------ PASSAGE ------

AMBULATORY BLOOD PRESSURE MONITORING
Ambulatory blood pressure monitoring (ABPM) takes numerous readings of your blood pressure over a 24-hour period or longer. It provides accurate and reliable information and can give you and your doctor a truer picture of your blood pressure than occasional visits and readings taken at your doctor’s office.
The monitor is a small device worn in a pouch that has a blood pressure cuff attached to it. The cuff is fitted on the patients arm and inflates and deflates automatically throughout the 24- or
48-hour period it is worn.
Usually, your heart rate and blood pressure will be measured at 15 to 30 minute periods during the day and every 30 minutes to one hour at night. Although you may notice the first few times the cuff inflates, you will soon become used to the monitor. Most people find them very easy to wear.
Most ambulatory blood pressure monitors use either what’s called an ausculatory method or an oscillomtetric method. Blood pressure sounds are determined by the ausculatory method that uses microphones under the blood pressure cuff. The oscillometric method involves measuring movement of the blood after closing off the brachial artery, the main artery that runs from the shoulder down to the elbow. Some devices use both methods. The data is stored and then interpreted by trained professionals in your doctor’s office.

------

### EXERCISE
Write out, word for word, the part of the passage on ambulatory blood pressure monitoring that opens with the words containing "Usually, your heart" and closes with "easy to wear.".

------ THE DATA ------

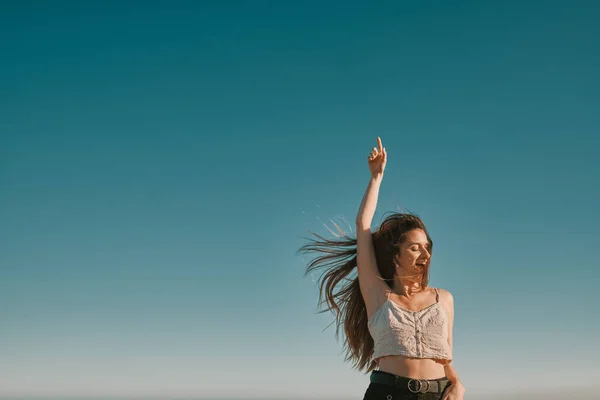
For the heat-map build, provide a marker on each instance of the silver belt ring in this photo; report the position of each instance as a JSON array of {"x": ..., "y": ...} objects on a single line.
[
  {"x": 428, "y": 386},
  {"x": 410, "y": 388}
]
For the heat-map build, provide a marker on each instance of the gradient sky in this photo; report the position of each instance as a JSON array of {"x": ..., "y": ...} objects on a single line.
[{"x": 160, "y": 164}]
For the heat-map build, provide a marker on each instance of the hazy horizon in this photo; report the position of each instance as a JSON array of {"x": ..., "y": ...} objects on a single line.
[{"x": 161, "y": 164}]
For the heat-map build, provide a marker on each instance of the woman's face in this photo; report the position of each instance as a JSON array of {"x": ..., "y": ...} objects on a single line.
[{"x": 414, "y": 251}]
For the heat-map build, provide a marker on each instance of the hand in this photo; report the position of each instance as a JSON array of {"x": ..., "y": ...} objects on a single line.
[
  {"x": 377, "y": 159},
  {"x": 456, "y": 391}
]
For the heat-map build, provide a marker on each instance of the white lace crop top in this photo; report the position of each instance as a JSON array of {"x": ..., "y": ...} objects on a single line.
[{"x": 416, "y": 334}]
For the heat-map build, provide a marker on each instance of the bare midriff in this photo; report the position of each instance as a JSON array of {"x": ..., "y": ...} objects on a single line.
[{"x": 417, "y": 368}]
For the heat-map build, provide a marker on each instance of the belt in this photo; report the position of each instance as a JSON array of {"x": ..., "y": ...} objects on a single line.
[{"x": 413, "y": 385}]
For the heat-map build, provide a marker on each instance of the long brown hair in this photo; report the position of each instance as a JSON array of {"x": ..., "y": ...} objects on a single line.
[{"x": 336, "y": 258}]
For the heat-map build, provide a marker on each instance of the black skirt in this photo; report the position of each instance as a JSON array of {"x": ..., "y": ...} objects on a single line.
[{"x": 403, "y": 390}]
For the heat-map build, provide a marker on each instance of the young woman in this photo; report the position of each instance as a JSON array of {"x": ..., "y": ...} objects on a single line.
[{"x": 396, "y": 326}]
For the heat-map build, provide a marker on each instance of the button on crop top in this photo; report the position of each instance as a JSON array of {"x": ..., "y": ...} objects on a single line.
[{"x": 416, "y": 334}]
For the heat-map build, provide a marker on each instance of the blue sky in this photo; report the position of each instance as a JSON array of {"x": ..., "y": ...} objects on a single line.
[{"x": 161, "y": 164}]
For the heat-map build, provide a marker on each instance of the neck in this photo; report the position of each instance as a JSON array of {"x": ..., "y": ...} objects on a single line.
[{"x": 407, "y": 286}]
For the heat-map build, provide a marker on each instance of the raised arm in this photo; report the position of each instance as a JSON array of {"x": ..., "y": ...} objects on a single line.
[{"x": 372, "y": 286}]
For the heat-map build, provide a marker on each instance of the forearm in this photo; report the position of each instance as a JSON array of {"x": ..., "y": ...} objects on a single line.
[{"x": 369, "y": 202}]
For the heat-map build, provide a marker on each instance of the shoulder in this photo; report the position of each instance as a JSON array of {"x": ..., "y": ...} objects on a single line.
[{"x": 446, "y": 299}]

------
------ THE DATA ------

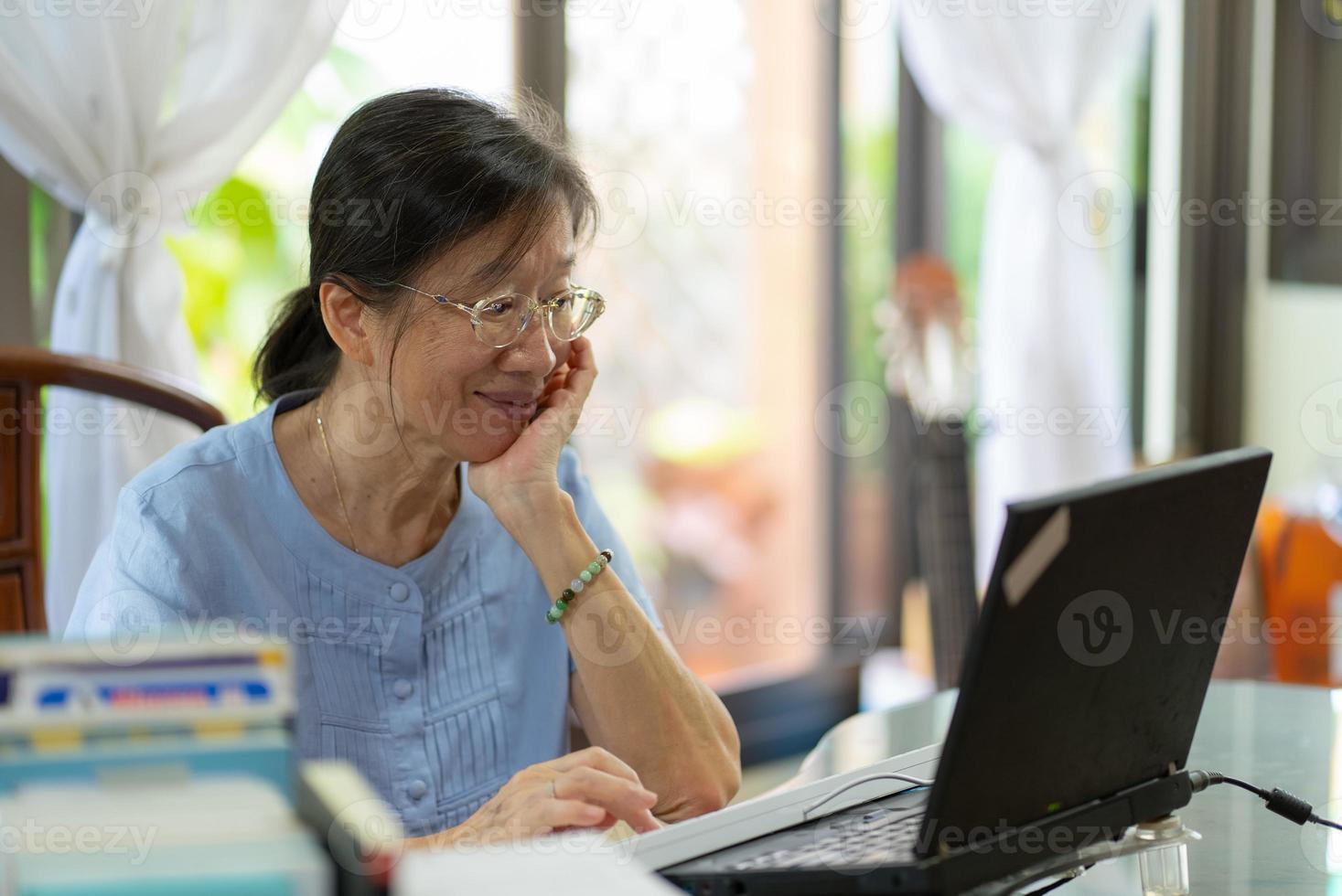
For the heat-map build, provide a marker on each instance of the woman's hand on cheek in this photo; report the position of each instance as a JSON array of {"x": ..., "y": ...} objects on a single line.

------

### SOLUTION FOR THIS EXERCISE
Usually, your heart rate and blood pressure will be measured at 15 to 30 minute periods during the day and every 30 minutes to one hour at night. Although you may notice the first few times the cuff inflates, you will soon become used to the monitor. Most people find them very easy to wear.